**Short problem**
Could you rewrite the entries starting at the line containing "Every instance of the mountain takes" and ending at the last of them, repeating every line and scaling each answer's x and y coordinates by 2, rounded to whole numbers with halves going up? Leave the numbers inside the lines that show the dot format unchanged.
------------------------------------
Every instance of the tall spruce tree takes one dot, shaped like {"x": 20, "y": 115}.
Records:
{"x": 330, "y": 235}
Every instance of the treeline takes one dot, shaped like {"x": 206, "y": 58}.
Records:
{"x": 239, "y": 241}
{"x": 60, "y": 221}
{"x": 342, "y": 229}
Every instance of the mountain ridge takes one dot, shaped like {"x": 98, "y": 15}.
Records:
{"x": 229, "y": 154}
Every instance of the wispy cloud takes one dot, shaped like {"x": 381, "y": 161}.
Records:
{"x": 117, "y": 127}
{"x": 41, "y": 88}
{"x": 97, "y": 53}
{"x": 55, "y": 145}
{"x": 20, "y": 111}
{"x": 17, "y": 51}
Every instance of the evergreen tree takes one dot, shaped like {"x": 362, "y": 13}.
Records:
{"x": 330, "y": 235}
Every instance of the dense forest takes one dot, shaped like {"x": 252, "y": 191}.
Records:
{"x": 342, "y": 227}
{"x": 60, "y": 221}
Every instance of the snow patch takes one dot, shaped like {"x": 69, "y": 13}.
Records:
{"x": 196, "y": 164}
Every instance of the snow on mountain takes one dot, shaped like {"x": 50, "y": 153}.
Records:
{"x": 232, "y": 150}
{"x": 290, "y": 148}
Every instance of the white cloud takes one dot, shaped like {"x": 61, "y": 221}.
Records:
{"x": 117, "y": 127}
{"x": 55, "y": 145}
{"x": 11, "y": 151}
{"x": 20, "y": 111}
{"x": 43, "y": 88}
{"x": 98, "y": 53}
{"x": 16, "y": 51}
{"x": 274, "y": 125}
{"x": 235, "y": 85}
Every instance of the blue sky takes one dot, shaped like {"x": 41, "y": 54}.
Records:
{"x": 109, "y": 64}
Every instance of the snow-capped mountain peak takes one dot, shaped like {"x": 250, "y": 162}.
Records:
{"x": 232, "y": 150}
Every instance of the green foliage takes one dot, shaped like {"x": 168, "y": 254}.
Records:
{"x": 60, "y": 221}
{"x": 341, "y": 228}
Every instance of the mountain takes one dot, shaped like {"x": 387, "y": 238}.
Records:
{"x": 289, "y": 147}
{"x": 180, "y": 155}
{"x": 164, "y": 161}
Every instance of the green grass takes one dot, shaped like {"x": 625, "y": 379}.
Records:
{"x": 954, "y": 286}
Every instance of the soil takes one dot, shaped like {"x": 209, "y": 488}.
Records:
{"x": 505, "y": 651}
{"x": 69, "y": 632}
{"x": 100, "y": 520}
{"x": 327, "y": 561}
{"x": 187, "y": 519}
------------------------------------
**Solution to the problem**
Every instance of the mountain takes one dot, shaped like {"x": 387, "y": 238}.
Records:
{"x": 578, "y": 294}
{"x": 360, "y": 310}
{"x": 328, "y": 322}
Every instance of the green grass takes one dot, shaped like {"x": 625, "y": 379}.
Records:
{"x": 1908, "y": 572}
Every instance of the soil takes one dot, shaped like {"x": 209, "y": 488}.
Records:
{"x": 1010, "y": 1302}
{"x": 138, "y": 1264}
{"x": 200, "y": 1040}
{"x": 654, "y": 1122}
{"x": 374, "y": 1038}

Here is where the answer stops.